Can you extend the piece on the Labor Department's opinion letter about FMLA designation, continuing after its last sentence?

▸ **DOCUMENT EXCERPT**
_ _ _ _

DOL Opinion on FMLA Designation

On March 14, 2019, the United States Department of Labor (DOL), Wage and Hour Division (WHD) issued an opinion letter regarding the Family and Medical Leave Act (FMLA) and an employer’s right to expand FMLA beyond the 12-week statutory limit.  This opinion letter is based on facts specific to one employer’s situation and should only be used by employers to gauge the Division’s stance on this particular topic.

The situation presented to the WHD involved employers that permit employees to exhaust paid time off prior to designating the required leave as FMLA.  Employers are relying on a provision in FMLA regulations that states:

“an employer must observe any employment benefit or program that provides greater family and medical leave rights to employees than the rights provided by the FMLA.”  29 C.F.R. §825.700

The question raised was whether this provision allows employers to delay the designation of FMLA qualifying leave or provide additional leave beyond the 12 weeks of FMLA. The WHD provides the opinion that employers may NOT delay the designation of FMLA-qualifying leave or designate more than 12 weeks as FMLA for the following reasons:

  • Employers are prohibited from delaying the designation of FMLA due to the fact that the regulations provide that neither the employee nor the employer may decline FMLA protection for leave once it is identified as FMLA qualifying. 29 C.F.R. 825.220(d).  When an employer determines that leave is for an FMLA qualifying reason the leave is protected under the FMLA and counts toward the employee’s FMLA entitlement. This would include leave due to workers compensation related injuries and disabilities that also qualify as “serious health conditions” under the FMLA regulations. Employers are required to provide a designation notice once the employer has enough information to determine the leave is FMLA qualifying, regardless of the employee’s wishes.

_ _ _ _

▸ **PROVIDED DATA**
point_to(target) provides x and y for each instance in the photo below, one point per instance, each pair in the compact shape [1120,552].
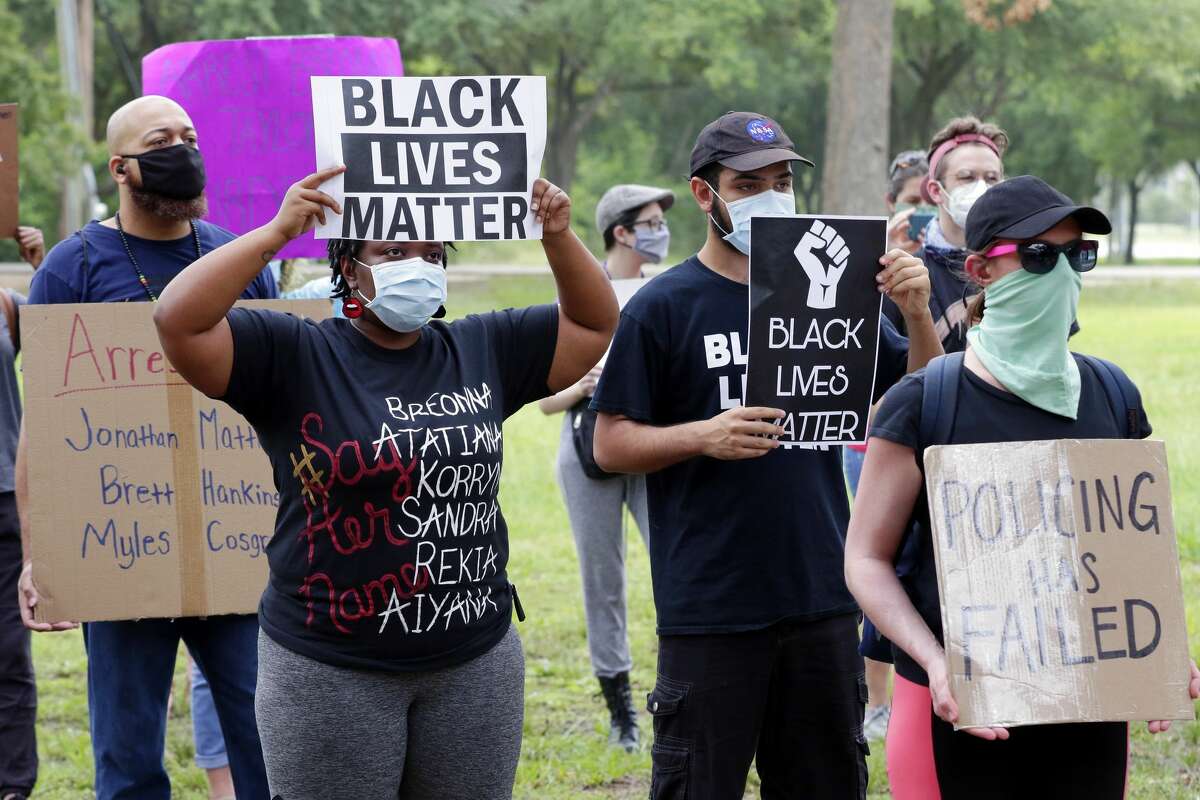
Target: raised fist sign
[823,276]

_ _ _ _

▸ **TASK RESULT**
  • Employers are prohibited from designating more than 12 weeks (or 26 for military caregiver leave) as FMLA leave.  Employers are allowed to apply any benefit program the employer provides that would allow greater family or medical leave rights (Paid-Time Off, sick time, additional leave policies) but the additional leave would not be considered FMLA beyond the 12 weeks.  If the employee substitutes paid leave for unpaid FMLA leave, the employee’s paid leave would count toward the 12 week (or 26 week) entitlement.

Key Takeaway:

It is important to note that this release from the federal government was an opinion and not a new regulation.  This release is reflective of the current application of the law by the departments and how they are applying regulations in the case of formal inquiries.  Please contact your legal counsel for specific questions that may pertain to your organization.